TASK TO COMPLETE — Among the entries below, only the lines from the one with "TARGET = white wristband" through the one with "TARGET = crumbling concrete wall" are wanted, reproduced exactly. Pictures are not wanted.

--------------------

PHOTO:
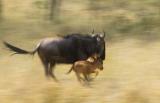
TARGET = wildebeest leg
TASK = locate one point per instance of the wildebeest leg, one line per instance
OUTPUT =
(51, 71)
(85, 76)
(78, 77)
(45, 63)
(46, 67)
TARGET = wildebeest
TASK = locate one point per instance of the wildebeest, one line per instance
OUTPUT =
(66, 49)
(86, 67)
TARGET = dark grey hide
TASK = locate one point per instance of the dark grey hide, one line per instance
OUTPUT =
(67, 49)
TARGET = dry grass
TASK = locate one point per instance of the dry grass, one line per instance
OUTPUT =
(131, 75)
(131, 69)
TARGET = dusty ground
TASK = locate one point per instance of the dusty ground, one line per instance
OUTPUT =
(131, 75)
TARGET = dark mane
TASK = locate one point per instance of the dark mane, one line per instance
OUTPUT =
(76, 35)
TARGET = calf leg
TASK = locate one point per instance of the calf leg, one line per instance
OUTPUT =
(78, 77)
(51, 71)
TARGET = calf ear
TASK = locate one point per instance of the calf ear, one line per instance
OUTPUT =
(103, 35)
(90, 59)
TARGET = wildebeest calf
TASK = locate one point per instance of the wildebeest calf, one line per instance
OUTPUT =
(86, 67)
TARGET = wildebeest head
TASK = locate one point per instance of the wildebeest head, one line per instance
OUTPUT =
(100, 38)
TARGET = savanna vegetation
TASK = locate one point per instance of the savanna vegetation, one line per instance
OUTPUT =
(131, 70)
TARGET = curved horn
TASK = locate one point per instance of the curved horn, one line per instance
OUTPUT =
(104, 34)
(93, 31)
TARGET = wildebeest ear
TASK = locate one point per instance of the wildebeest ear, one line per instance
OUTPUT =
(93, 31)
(103, 35)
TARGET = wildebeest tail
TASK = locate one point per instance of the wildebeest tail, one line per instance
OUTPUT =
(70, 70)
(19, 50)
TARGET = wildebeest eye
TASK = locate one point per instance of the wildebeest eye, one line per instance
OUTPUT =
(98, 39)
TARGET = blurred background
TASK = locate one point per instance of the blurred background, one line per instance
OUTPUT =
(131, 69)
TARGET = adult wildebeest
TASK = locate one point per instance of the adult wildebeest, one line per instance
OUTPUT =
(66, 49)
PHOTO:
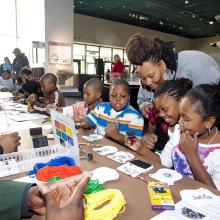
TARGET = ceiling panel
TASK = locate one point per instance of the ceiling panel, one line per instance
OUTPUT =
(188, 18)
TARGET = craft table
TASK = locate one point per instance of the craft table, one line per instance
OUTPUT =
(134, 190)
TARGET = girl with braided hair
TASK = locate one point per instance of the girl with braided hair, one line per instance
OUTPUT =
(157, 63)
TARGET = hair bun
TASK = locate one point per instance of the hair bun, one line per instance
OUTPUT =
(186, 83)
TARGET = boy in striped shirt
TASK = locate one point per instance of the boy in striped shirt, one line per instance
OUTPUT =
(114, 118)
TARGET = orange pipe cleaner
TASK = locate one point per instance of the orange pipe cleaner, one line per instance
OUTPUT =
(63, 171)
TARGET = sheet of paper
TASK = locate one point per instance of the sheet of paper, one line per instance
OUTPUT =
(17, 126)
(47, 127)
(93, 137)
(199, 197)
(27, 116)
(184, 211)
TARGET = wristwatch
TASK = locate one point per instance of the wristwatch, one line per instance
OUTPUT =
(1, 150)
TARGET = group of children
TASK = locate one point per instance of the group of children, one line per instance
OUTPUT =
(190, 117)
(39, 95)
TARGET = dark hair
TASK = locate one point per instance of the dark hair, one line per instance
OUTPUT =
(95, 83)
(26, 70)
(49, 77)
(30, 87)
(117, 82)
(141, 49)
(206, 99)
(19, 80)
(175, 88)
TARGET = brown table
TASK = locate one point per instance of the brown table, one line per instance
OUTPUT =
(134, 190)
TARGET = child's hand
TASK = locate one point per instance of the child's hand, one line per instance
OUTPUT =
(146, 109)
(149, 140)
(112, 130)
(134, 144)
(188, 144)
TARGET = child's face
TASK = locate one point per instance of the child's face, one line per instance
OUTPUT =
(190, 120)
(151, 74)
(46, 87)
(119, 97)
(26, 77)
(90, 95)
(168, 108)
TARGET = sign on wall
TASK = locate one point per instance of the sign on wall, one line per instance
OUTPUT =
(60, 53)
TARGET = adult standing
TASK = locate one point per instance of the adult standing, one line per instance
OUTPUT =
(20, 61)
(117, 68)
(6, 66)
(157, 62)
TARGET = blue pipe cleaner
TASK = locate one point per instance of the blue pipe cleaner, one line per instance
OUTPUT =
(58, 161)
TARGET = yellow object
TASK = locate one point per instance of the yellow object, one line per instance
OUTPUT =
(110, 210)
(160, 196)
(30, 109)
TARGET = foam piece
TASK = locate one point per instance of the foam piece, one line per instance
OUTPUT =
(105, 174)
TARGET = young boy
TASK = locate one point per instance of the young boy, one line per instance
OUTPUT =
(116, 117)
(52, 97)
(28, 86)
(92, 92)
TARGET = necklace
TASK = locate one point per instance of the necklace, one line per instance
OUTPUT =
(216, 132)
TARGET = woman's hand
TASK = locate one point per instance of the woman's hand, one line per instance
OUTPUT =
(146, 109)
(112, 130)
(149, 140)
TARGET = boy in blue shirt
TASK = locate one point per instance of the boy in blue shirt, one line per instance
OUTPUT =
(114, 118)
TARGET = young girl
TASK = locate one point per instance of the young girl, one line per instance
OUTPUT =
(158, 62)
(167, 99)
(198, 153)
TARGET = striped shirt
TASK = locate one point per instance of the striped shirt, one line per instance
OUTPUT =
(128, 119)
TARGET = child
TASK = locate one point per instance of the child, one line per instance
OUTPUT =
(52, 97)
(116, 117)
(198, 153)
(92, 92)
(28, 87)
(7, 82)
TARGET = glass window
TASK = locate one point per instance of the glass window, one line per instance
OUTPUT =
(126, 61)
(79, 51)
(118, 52)
(92, 53)
(106, 54)
(8, 29)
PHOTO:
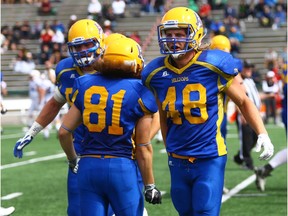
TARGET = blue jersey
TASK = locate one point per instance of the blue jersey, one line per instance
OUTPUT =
(193, 99)
(110, 109)
(66, 73)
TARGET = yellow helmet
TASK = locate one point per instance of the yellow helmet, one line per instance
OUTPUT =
(86, 34)
(220, 42)
(112, 37)
(184, 18)
(123, 58)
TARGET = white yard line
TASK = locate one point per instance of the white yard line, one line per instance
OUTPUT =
(11, 196)
(31, 161)
(238, 188)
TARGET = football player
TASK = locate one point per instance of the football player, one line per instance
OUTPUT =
(221, 42)
(189, 84)
(112, 105)
(86, 45)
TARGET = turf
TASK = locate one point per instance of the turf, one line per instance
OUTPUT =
(43, 184)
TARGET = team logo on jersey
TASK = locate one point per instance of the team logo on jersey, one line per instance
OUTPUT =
(165, 73)
(180, 79)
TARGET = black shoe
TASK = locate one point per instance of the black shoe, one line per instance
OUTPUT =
(238, 160)
(261, 174)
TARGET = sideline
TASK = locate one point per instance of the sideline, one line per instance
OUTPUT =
(31, 161)
(238, 188)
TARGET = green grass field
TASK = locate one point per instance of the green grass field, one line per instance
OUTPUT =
(40, 186)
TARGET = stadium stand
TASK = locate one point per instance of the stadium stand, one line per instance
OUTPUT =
(256, 39)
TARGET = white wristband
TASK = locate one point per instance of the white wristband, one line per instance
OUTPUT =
(34, 129)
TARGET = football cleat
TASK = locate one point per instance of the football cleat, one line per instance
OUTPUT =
(261, 174)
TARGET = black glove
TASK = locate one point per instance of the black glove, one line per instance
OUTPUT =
(152, 194)
(73, 165)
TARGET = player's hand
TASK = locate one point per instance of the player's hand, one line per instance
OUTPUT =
(20, 144)
(265, 142)
(73, 165)
(152, 194)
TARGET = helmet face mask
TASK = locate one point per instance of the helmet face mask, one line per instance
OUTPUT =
(123, 58)
(85, 42)
(220, 42)
(180, 18)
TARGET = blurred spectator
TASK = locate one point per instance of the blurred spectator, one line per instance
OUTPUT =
(36, 95)
(58, 38)
(259, 8)
(271, 3)
(58, 25)
(56, 55)
(16, 29)
(36, 29)
(236, 37)
(280, 18)
(135, 36)
(107, 28)
(283, 4)
(25, 30)
(266, 19)
(230, 11)
(3, 42)
(4, 92)
(204, 10)
(108, 14)
(46, 8)
(118, 7)
(218, 4)
(95, 9)
(270, 59)
(46, 36)
(24, 63)
(257, 78)
(218, 27)
(159, 6)
(271, 89)
(242, 9)
(192, 4)
(72, 20)
(49, 71)
(145, 6)
(44, 54)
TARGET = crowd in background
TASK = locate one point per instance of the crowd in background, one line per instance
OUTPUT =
(52, 35)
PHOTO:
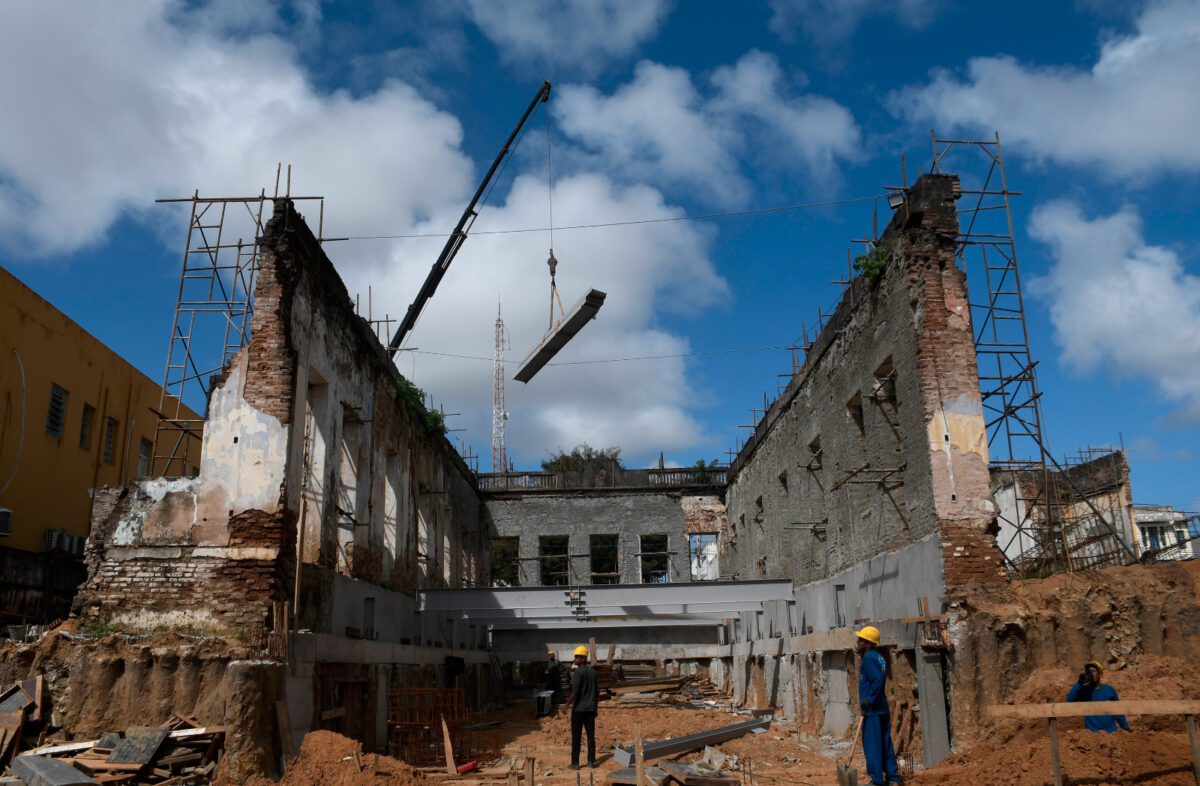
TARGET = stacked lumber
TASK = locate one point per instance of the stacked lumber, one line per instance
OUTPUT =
(179, 751)
(23, 713)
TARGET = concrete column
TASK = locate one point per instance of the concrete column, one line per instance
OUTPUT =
(935, 727)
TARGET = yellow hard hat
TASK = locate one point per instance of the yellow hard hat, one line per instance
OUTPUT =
(869, 633)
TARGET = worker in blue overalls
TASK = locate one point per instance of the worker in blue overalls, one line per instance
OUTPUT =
(873, 673)
(1090, 688)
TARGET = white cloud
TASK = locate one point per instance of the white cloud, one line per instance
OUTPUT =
(1121, 305)
(831, 22)
(582, 35)
(660, 126)
(657, 126)
(639, 406)
(118, 105)
(1134, 111)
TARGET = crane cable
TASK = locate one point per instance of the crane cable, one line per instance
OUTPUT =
(551, 262)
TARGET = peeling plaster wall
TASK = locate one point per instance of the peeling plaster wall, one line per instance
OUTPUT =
(585, 513)
(311, 435)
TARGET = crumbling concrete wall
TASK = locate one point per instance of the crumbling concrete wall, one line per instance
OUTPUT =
(582, 513)
(880, 441)
(311, 437)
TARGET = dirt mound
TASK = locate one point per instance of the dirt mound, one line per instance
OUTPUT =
(1017, 753)
(1149, 759)
(327, 759)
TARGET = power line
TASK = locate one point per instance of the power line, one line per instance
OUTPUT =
(706, 216)
(600, 360)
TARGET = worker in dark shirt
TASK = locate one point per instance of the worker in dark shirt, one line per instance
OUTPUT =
(582, 701)
(873, 672)
(1090, 688)
(553, 678)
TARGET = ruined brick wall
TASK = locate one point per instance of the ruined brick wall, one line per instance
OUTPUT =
(311, 437)
(879, 442)
(143, 581)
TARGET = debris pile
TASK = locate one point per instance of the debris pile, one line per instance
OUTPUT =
(333, 760)
(23, 713)
(179, 751)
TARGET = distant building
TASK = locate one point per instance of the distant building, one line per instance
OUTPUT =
(1170, 533)
(73, 415)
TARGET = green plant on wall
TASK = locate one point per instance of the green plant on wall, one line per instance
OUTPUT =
(414, 397)
(871, 264)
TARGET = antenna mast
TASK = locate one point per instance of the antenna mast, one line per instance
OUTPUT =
(499, 461)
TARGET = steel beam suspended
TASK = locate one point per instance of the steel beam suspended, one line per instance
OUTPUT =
(580, 315)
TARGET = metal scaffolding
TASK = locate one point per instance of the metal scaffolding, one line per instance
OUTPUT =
(213, 316)
(1054, 523)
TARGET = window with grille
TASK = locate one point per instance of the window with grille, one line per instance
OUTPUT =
(505, 571)
(145, 451)
(556, 562)
(605, 564)
(57, 417)
(109, 451)
(655, 559)
(89, 414)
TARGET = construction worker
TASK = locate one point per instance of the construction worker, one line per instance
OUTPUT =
(553, 677)
(583, 699)
(1090, 688)
(873, 672)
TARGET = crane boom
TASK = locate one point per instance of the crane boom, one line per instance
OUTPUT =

--------------------

EXERCISE RESULT —
TARGET = white wristband
TASK = locate one point per instance of the white wristband, one line per instance
OUTPUT =
(34, 129)
TARGET = football cleat
TASK = locate one point per instance of the football cleat, one line per instance
OUTPUT =
(261, 174)
TARGET = black glove
TASK = locate one point per instance of the black glove, one line per instance
OUTPUT =
(152, 194)
(73, 165)
TARGET = player's hand
TASK = locate one point per instance of the player's hand, one line per instance
OUTPUT =
(20, 144)
(265, 142)
(73, 165)
(152, 194)
TARGET = helmet face mask
TASK = locate one point per instance of the helmet face mask, one line per instance
OUTPUT =
(123, 58)
(85, 42)
(220, 42)
(180, 18)
TARGET = blurred spectator
TASK = locate one point per instance of the blurred spectator, one line per instance
OUTPUT =
(36, 95)
(58, 38)
(259, 8)
(271, 3)
(58, 25)
(56, 55)
(16, 29)
(36, 29)
(236, 37)
(280, 18)
(135, 36)
(107, 28)
(283, 4)
(25, 30)
(266, 19)
(230, 11)
(3, 42)
(4, 92)
(204, 10)
(108, 14)
(46, 8)
(118, 7)
(218, 4)
(95, 9)
(270, 59)
(46, 36)
(24, 63)
(257, 78)
(218, 27)
(159, 6)
(271, 89)
(242, 9)
(192, 4)
(72, 20)
(49, 71)
(145, 6)
(44, 54)
TARGET = crowd in background
TASK = locate one point per instance of the crowd in background, one line per instance
OUTPUT =
(52, 35)
PHOTO:
TARGET = stacked lumber
TASK = locate one point per instance of the stacked lumber, one line per instance
OUTPUT =
(179, 751)
(23, 713)
TARGET = concrete column
TASK = locate one point per instance of the concrete column, one line per instance
OUTPUT =
(935, 727)
TARGET = yellow hard hat
TASK = locate one point per instance of the yellow hard hat, one line per instance
OUTPUT =
(869, 633)
TARGET = worker in blue overalls
TASK = locate one point per instance of the worker in blue overalls, one line per instance
OUTPUT =
(873, 673)
(1090, 688)
TARGET = white cloud
TASK = locate one point per instance of the white cloud, one line per instance
OUTPUT =
(1121, 305)
(831, 22)
(582, 35)
(660, 126)
(657, 126)
(639, 406)
(118, 105)
(1134, 111)
TARGET = crane cable
TASK = locate one point per instance of the crane cable, one line per instance
OUTPUT =
(551, 262)
TARGET = peeling plaster wall
TASK = locate one point per instance of the peeling plaster wall, one line per instance
OUTPUT =
(585, 513)
(311, 435)
TARGET = crumbling concrete wall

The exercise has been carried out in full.